▶ **Task to carry out**: Turn every line of the records below into a numbered list, leaving out any blank lines.
________________________________________
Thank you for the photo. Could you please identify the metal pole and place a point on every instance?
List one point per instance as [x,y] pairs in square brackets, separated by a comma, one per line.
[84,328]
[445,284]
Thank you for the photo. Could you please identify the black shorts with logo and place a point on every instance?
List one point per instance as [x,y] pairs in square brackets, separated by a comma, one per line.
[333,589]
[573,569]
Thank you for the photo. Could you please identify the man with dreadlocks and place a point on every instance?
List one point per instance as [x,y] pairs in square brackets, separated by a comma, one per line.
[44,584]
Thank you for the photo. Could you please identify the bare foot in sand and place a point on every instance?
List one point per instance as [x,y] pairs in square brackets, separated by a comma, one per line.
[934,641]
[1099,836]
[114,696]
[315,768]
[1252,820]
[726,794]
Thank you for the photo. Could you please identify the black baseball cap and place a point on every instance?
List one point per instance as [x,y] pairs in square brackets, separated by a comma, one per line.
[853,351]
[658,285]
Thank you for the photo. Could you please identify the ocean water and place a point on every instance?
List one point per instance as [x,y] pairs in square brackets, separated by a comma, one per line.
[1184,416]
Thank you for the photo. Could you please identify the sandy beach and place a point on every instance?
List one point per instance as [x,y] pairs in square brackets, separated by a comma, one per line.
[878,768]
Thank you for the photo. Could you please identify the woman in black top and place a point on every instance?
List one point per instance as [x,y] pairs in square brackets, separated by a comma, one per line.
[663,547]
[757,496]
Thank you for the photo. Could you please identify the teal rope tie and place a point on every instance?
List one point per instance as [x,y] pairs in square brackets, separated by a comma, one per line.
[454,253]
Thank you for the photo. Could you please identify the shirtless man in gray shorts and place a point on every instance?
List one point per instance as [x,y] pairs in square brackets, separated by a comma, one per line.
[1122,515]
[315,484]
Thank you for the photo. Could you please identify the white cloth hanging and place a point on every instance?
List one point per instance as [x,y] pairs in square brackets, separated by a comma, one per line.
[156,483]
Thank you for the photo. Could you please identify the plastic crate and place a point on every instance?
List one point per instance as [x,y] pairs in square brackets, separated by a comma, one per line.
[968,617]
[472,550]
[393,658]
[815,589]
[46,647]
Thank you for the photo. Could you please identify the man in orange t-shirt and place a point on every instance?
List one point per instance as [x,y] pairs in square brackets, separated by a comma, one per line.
________________________________________
▶ **Answer to this problem**:
1. Thank you for the photo. Could you please identify the metal pole and place a point on every instance?
2. List one point per instance as [x,y] pairs in square brackets, separated by a comma, one per line.
3. [84,328]
4. [445,284]
5. Thank you for the photo. Could you please identify the black shorts with logo and place a point on every instance?
6. List one point per instance as [x,y] pairs in square brackets, separated by a comma, one per line.
7. [333,589]
8. [573,569]
9. Thank you for the photo. Could you please identify the man with dreadlocks and place a point on every instance?
10. List one point per instance as [x,y] pairs in square brackets, separated by a comma, one per line.
11. [44,584]
12. Thank you for the photo. Could you please identify the bare foot in sand and place a point on every instance?
13. List one point per instance as [x,y] pairs in square brackets, separated by a comma, one per line.
14. [934,641]
15. [1099,836]
16. [114,696]
17. [315,768]
18. [1252,820]
19. [726,794]
20. Thank you for the photo. Could you please identify the black baseball cap and place a point on every instance?
21. List one point per instance as [x,y] pairs in square brackets, separated by a comma, one per line.
22. [853,351]
23. [658,285]
24. Thank you for the photo. Could you please identify the ocean water and place a point on every instance?
25. List one point per instance as [x,y] pairs in square brackets, separated by a comma, one per line.
26. [1184,416]
27. Thank you for the photo. Could you please identify the sandy beach and place a point on every instance?
28. List one point per instance as [x,y] pairs in square brackets, separated by a comma, one per line.
29. [878,768]
30. Thank you for the photo. Could you please identify the woman in black top and place a point on every instance?
31. List one point per instance as [x,y] pairs in square brackets, separated by a comma, one per line.
32. [663,547]
33. [757,496]
34. Thank you for the photo. Could you please identify the teal rope tie and place a point on every instance?
35. List one point per instance as [x,y] pairs in square brackets, separated by a comma, one per line.
36. [454,253]
37. Thank you for the photo. Could you please identify the shirtless man in gray shorts and place a point on every instance?
38. List one point per instance as [x,y] pairs in square brackets, separated by a comma, one per line.
39. [1122,515]
40. [315,484]
41. Thank you for the photo. Could you please identify the white cloth hanging and place a point on every instance?
42. List one point per instance as [x,y] pairs in square brackets, separated by a comma, one per line.
43. [156,483]
44. Thank you for the photo. Could you please identify the plastic crate and place a point on every instance?
45. List one point per instance as [x,y] pairs in square brackets, separated by a comma, one per line.
46. [968,617]
47. [472,550]
48. [393,658]
49. [815,589]
50. [46,647]
51. Thank you for the photo. Could you please identify the man in orange t-shirt and place a point on every instance?
52. List one point per instance as [x,y] pairs in square brackets, separated by a comma, one per line.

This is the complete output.